> Supplied text:
§ §

Silicon Valley, Season 2, Episode 9, “Binding Arbitration”
Written by Dan O’Keefe
Directed by Mike Judge
Airs Sundays at 10pm ET on HBO
One day, someone is going to have to write a small episode recap of “Binding Arbitration” for the info card on a cable network, and it is going to read “On this episode, Richard tells the truth, and Jared may have killed a guy.”
What that recap gets at is that simplicity is what makes Silicon Valley work best. As was mentioned last week, the biggest issue with season two has been that the show is juggling too many storylines; the arbitration tonight may have landed stronger than it already did if the Hooli lawsuit were the main thrust of the season, as opposed to being just another ball thrown up in the air. But when it actually gets down to the nitty-gritty, “Binding Arbitration” is aces simply because the audience gets to see something set up and knocked down within one episode.
Ok, that’s not totally fair to everything that has come before. It’s not as if the whole season has been a slog. Individual episodes have had plenty of pleasures, making Silicon Valley either the first or second best thing on HBO on Sunday nights, dependent on how drunk Peter Dinklage gets on Game of Thrones. And even though season two will leave several stories unresolved unless A TON of stuff happens in the finale next week, the arbitration serves as a welcome venting of frustrations that have built up in the incubator ever since Pied Piper’s runaway devaluation.

§ §

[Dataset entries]

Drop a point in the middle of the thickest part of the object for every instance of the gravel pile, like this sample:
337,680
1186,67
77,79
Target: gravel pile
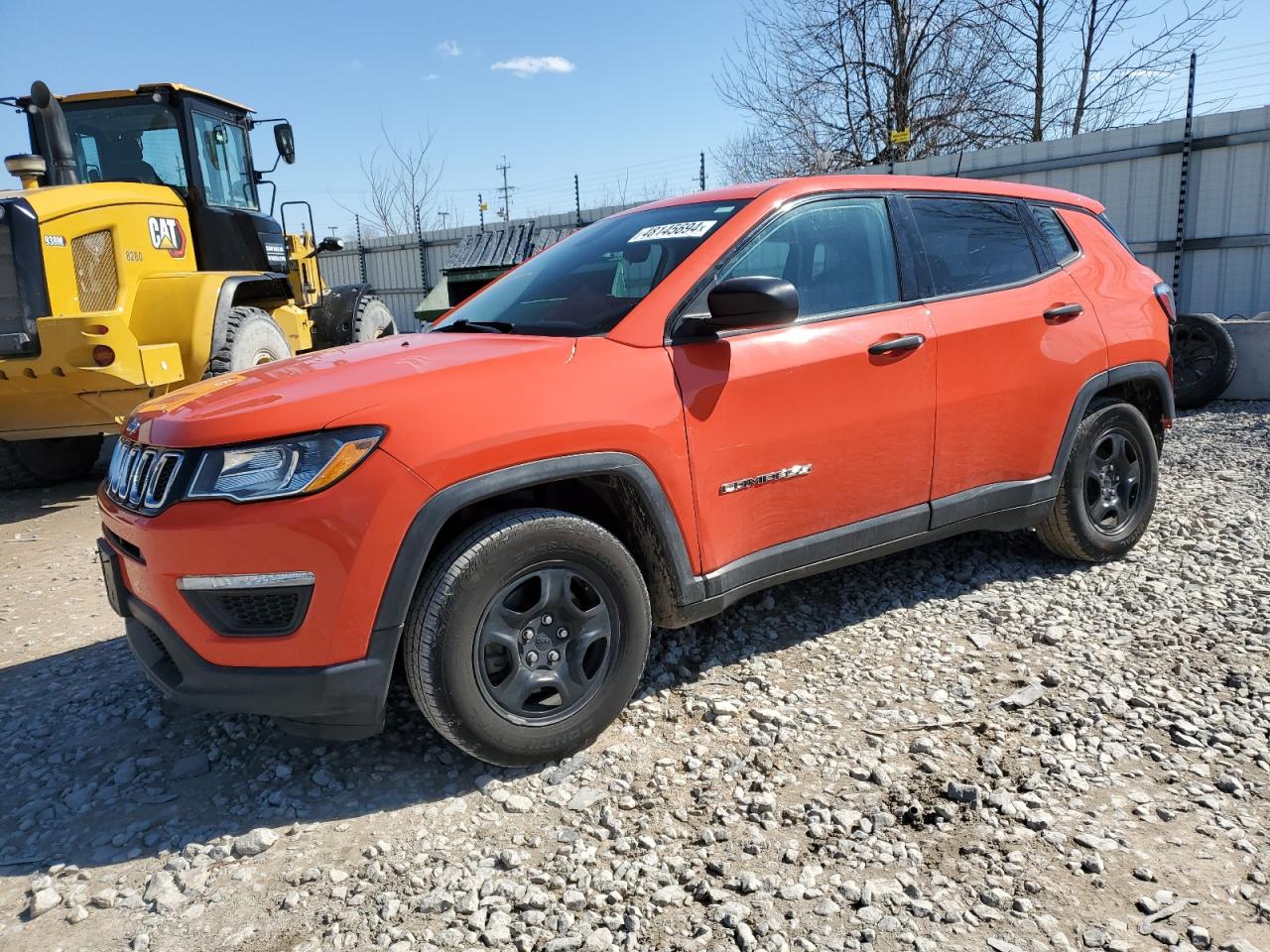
968,747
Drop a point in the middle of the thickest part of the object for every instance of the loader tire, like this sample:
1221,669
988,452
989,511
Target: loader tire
372,320
252,338
46,462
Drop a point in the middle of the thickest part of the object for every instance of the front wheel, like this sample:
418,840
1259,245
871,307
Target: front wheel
1107,492
527,636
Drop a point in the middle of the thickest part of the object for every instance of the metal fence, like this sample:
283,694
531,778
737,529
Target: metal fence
403,268
1137,173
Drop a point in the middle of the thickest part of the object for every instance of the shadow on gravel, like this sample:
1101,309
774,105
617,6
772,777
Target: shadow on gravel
21,504
99,769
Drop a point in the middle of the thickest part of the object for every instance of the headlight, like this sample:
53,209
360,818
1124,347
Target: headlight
285,467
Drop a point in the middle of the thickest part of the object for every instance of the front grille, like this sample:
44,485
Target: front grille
95,273
259,611
141,477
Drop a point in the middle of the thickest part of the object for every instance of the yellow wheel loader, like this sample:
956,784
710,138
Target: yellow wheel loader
136,258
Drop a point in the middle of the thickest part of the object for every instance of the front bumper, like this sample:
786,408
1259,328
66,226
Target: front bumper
336,702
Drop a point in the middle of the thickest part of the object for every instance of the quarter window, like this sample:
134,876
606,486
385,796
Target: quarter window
1056,232
973,244
222,158
837,253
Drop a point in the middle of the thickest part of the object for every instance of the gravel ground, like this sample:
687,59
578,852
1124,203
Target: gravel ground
968,747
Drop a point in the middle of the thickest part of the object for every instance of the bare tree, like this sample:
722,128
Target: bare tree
399,178
1087,64
825,81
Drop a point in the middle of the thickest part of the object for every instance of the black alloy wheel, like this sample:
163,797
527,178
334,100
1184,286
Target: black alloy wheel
1112,480
545,644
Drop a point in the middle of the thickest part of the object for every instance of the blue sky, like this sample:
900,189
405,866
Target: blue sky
620,93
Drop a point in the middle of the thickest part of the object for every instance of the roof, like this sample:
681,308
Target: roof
150,87
503,248
792,188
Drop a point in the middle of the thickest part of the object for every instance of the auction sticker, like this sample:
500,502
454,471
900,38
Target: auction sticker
680,229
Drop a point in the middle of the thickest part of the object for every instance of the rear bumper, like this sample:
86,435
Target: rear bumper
336,702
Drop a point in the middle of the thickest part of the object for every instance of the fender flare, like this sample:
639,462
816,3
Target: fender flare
973,502
422,535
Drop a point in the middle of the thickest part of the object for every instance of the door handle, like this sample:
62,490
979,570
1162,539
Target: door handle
910,341
1064,313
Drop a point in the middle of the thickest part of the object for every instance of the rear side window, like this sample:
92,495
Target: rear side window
838,253
973,244
1060,240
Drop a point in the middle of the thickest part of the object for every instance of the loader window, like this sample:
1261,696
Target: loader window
132,141
225,163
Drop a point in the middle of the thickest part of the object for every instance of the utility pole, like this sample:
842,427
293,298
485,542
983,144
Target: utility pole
1183,185
506,211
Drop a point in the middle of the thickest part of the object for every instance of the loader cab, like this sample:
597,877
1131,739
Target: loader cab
193,143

§ §

> Task goal: Resume the "Binding Arbitration" recap, picking up right after its final sentence.

> Response:
Richard has been dealing all season with what kind of CEO he wants to be. His big speech in the episodes centers on how he just wanted Pied Piper to be different from all the other assholes in the valley, personified by the greatest of shit-eating grins sitting on Gavin Belson’s face during Richard’s testimony. But up until now, Richard has walked the left-hand path: He’s gotten in bed with a douche and his money, he’s stolen a rival company’s deal with a porn site, and he’s mouthed off and put people in their place. All of this conformity to an ethos of BS has landed Richard on the witness stand, forcing him to choose between lying to protect his company or telling the truth and risk losing it all. By choosing to take the powerful to task, in his own little way, by telling the truth, Richard has, for the first time since TechCrunch Disrupt, set Pied Piper apart as a company that is worthy of being called a game changer.
Richard is able to have this moment of clarity because the story is so expertly crafted around the simple premise of the trial. Act I: Richard gets a peek at Nucleus and uses it as leverage to get the binding arbitration; Act II: Trial prep; Act III: Trail and the three testimonies. The lack of clutter around the edges gives all the main players an arc, like the lawyer (don’t call him an attorney) seeking redemption after going on one hell of a bender, Erlich coming to terms with his ineptitude, and Richard paying for his hubris. It also makes it easier for jokes to organically occupy the space, like Erlich declaring in a bid of desperation that “I was in the shop for three days because [Richard] hit it so hard I needed a doctor”, a line-reading that Critic’s Choice award winner TJ Miller absolutely crushes.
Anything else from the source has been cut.